[Collected data entries]

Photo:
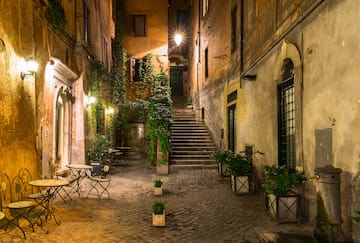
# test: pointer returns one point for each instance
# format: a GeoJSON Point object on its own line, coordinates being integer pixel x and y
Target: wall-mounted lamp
{"type": "Point", "coordinates": [249, 77]}
{"type": "Point", "coordinates": [89, 100]}
{"type": "Point", "coordinates": [109, 111]}
{"type": "Point", "coordinates": [178, 39]}
{"type": "Point", "coordinates": [27, 67]}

— About this exercise —
Reproduce exactly the line bearing "# test: pointer" and all the lines that come after it in the records above; add nothing.

— Solution for this exercise —
# test: pointer returns one point for each instance
# format: a GeoJSON Point object on its own line, coordinates being integer pixel x and y
Target: wall-mounted lamp
{"type": "Point", "coordinates": [249, 77]}
{"type": "Point", "coordinates": [89, 100]}
{"type": "Point", "coordinates": [109, 111]}
{"type": "Point", "coordinates": [178, 39]}
{"type": "Point", "coordinates": [27, 67]}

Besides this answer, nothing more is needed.